Tasks to complete
1/ In the passage on graphs, what is the matrix that depicts the edges called?
2/ Please say whether each statement agrees with the passage on graphs, answering yes or no and quoting the deciding words: (a) A graph with at least one directed edge is considered a directed graph. (b) In the zoo train example, every part of the track can be ridden in either direction. (c) In an adjacency matrix, an unweighted graph has all of its edge weights treated as 1.

Selected extract

When discussing directed graphs, we must also talk about undirected graphs. An undirected graph is a graph in which none of the edges have an orientation. If there is at least one directed edge, then it is considered a directed graph.

Undirected Edge: An undirected edge is an edge which has no defined orientation (IE no arrowheads) which implies that we can traverse in either direction. If node A and node B are connected via an undirected edge then we say node A is adjacent to node B and node B is adjacent to node A.

Info

For the following undirected edge, we would say that the source is adjacent to the target and the target is adjacent to the source.

Info

Graph types and appearances can vary wildly. We are not limited to just weighted/unweighted or directed/undirected. We can also have combinations of weighted and directed.

Example

In the following graph, we have an example of a weighted and directed map. This map represents a zoo train where each node represents a station and each edge is a part of the track. Zoo guests can get on and off wherever they desire.

This graph is weighted as guests must pay the associated fee for each part of the track. Our example train also has a one way direction in most cases. The exception to this is the entrance/exit to the aquarium, this part of the track can go either direction.

In this graph, we also have a couple of loops. This would allow for zoo-guests to ride the train around an expansive exhibit such as the elephants or giraffes.

One possible way to tour the zoo for a guest starting at the entrance could be: aquarium, primates, big cats, antelope, giraffes, loop around the giraffes, elephants, aquarium, then exit. Their total payment for just the train would be $14.

Matrix Representation

YouTube Video

The first way that we can represent graphs is as matrices. In a matrix representation of a graph, we will have an array with all the nodes and a matrix to depict the edges. The matrix that depicts the edges is called the adjacency matrix.

To build the adjacency matrix, we go through the nodes and edges. If there is an edge with weight w going from i to j, then we put w in the (i,j) spot in our adjacency matrix. If there is no edge from i to j then we put infinity in the spot (i,j). Let’s look at some examples.

Info

An edge that starts at source and ends at target will result in an entry at (source,target) in the adjacency matrix.

Info

For an unweighted graph, we treat the weights as 1 for all edges in our adjacency matrix.

For an undirected edge between nodes i and j, we put an edge from i to j and an edge from j to i.

Example 1

Suppose that we have the following graph:

Across the top of the following, we have the array of nodes. This give us the index at which each node is located. For example, node A is in spot 1, node B is in spot 2, node C is in spot 3 and so on.

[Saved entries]
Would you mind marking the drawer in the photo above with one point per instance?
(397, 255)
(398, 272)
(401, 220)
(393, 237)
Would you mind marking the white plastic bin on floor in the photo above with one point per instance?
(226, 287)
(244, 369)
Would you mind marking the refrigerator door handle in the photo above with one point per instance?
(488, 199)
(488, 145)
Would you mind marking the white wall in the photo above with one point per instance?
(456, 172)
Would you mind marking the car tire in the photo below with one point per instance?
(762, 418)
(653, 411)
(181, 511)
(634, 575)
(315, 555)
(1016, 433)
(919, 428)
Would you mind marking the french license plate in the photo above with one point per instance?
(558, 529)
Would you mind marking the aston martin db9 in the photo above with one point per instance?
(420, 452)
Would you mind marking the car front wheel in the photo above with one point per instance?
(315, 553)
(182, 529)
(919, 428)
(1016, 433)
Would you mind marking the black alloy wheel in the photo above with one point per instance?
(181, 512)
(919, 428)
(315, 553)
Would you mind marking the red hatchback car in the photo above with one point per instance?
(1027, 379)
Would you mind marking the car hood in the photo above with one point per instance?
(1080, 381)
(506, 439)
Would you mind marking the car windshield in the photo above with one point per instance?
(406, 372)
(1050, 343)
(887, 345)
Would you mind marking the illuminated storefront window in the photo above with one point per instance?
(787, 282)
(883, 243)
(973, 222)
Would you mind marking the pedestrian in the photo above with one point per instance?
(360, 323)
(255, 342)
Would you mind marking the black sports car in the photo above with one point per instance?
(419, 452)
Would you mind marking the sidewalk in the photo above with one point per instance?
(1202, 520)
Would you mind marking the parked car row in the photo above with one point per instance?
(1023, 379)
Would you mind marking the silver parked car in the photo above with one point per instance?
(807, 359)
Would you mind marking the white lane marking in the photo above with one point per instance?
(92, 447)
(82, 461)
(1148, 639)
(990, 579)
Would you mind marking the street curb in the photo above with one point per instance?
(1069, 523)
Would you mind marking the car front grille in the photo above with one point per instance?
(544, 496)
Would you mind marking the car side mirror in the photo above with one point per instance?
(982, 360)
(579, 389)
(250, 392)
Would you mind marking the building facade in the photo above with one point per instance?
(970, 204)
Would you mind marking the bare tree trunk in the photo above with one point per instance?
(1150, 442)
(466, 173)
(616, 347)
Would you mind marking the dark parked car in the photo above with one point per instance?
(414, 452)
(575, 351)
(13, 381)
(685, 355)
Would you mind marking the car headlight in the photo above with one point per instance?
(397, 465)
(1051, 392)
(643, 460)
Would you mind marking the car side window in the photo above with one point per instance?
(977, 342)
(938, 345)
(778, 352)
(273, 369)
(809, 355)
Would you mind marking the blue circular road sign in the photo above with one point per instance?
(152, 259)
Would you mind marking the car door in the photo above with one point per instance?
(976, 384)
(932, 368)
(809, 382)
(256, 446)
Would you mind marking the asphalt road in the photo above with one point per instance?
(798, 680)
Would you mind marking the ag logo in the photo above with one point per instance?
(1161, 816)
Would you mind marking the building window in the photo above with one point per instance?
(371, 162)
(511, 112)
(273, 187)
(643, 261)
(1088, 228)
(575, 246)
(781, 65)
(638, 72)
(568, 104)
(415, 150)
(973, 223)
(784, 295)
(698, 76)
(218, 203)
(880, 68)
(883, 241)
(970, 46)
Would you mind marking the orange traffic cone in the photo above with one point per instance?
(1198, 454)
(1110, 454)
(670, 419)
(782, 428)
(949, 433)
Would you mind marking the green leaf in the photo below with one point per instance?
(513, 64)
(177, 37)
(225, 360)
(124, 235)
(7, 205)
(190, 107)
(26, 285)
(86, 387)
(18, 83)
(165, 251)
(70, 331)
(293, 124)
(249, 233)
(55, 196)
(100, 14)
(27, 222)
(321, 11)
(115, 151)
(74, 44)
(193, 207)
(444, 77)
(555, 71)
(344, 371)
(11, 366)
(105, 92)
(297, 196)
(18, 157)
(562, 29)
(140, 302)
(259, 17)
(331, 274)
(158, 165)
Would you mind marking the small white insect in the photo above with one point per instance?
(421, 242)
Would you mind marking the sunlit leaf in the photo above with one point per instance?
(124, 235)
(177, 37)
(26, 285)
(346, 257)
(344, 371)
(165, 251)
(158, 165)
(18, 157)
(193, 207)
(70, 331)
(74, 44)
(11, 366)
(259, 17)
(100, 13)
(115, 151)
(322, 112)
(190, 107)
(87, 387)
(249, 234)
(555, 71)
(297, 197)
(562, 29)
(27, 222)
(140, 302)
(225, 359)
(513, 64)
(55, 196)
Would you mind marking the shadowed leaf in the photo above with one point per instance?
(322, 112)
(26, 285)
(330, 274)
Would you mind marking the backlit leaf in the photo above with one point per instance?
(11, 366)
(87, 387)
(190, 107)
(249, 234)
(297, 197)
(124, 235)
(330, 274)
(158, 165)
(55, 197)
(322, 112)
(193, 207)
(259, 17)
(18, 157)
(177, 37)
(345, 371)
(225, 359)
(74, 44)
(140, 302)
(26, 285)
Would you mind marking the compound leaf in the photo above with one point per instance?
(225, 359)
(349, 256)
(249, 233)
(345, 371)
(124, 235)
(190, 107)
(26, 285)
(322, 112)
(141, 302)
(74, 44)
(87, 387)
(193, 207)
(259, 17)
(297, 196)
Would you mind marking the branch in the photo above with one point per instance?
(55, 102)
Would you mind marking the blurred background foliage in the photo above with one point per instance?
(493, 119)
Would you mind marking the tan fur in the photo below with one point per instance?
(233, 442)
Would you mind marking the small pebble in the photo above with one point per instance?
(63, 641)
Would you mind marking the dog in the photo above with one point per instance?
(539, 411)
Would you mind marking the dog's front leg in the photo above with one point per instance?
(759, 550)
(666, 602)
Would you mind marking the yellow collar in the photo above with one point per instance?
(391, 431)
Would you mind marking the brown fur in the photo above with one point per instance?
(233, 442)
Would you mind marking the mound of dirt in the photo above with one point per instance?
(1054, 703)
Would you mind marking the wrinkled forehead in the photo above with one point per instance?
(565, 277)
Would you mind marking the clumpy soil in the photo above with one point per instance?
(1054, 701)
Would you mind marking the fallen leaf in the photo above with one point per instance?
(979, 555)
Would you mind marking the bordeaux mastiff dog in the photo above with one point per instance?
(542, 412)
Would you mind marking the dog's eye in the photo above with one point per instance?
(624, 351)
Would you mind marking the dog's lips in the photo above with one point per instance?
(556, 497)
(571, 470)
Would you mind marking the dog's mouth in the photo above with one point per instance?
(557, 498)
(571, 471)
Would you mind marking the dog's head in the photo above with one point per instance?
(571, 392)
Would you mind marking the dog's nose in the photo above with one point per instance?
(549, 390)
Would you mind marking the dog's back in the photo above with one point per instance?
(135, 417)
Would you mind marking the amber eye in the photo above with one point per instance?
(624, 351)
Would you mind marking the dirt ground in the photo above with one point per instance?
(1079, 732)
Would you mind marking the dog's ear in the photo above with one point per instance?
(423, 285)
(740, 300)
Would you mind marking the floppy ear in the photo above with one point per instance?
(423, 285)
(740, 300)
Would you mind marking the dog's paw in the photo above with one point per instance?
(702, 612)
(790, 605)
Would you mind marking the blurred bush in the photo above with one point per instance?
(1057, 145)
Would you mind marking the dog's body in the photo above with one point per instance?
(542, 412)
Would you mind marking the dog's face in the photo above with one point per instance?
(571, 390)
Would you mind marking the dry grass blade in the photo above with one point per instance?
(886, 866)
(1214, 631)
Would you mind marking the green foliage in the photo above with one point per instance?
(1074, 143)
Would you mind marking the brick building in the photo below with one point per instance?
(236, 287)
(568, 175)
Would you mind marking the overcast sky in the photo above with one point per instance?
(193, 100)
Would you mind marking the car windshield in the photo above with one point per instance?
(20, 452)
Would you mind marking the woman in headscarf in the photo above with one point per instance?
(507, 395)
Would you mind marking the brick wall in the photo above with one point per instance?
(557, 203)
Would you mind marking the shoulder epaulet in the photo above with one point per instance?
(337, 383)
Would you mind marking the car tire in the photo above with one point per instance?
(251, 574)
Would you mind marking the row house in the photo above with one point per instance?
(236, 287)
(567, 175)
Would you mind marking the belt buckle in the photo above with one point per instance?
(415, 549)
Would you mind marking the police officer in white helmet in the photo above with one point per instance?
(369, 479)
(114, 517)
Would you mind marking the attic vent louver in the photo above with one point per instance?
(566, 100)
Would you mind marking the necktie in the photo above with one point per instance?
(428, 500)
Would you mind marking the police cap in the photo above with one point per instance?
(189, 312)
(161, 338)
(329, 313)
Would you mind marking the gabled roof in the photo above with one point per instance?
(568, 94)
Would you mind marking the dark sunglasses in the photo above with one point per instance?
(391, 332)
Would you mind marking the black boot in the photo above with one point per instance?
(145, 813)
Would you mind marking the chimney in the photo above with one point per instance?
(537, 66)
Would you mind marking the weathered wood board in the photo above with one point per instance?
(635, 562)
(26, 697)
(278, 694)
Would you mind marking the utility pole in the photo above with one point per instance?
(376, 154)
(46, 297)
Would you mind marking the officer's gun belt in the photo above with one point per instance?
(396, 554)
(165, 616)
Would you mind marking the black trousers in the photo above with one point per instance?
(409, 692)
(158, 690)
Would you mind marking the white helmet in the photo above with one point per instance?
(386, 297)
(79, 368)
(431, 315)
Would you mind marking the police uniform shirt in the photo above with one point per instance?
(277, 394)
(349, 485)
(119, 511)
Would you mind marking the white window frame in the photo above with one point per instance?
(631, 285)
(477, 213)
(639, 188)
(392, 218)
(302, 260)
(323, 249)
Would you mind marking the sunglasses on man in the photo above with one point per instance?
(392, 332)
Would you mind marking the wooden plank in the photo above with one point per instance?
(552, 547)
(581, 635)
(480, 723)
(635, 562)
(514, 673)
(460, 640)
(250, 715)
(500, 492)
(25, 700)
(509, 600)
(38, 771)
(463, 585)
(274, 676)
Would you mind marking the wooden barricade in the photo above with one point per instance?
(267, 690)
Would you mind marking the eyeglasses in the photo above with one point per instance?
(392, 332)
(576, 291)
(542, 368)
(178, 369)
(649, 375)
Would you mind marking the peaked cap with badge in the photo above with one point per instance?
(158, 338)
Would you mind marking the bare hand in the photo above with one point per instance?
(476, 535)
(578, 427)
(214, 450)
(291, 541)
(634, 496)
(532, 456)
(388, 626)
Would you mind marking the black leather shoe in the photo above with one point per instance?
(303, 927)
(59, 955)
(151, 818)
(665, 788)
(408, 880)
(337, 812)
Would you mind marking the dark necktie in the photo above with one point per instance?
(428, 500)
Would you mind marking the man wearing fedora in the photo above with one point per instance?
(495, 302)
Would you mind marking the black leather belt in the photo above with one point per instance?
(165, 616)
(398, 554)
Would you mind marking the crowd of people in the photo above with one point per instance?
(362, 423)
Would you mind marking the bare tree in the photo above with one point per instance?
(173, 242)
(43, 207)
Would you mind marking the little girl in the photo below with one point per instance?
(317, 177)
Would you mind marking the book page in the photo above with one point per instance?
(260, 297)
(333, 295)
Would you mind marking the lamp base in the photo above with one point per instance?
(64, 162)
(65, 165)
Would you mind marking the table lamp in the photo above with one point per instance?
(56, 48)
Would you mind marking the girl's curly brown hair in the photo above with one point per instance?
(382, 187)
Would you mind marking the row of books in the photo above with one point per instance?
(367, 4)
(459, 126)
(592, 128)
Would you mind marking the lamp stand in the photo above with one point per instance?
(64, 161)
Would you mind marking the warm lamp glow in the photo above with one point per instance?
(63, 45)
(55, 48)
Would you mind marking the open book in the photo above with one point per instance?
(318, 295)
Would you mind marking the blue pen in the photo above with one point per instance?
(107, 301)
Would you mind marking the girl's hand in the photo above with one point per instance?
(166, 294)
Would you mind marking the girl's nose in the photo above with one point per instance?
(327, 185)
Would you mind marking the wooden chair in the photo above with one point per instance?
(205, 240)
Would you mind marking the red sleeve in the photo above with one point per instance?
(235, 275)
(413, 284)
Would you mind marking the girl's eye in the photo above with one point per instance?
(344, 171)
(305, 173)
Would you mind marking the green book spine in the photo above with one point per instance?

Solution set
1/ The adjacency matrix.

2/
(a) Yes: "If there is at least one directed edge, then it is considered a directed graph."
(b) No: "Our example train also has a one way direction in most cases."
(c) Yes: "For an unweighted graph, we treat the weights as 1 for all edges in our adjacency matrix."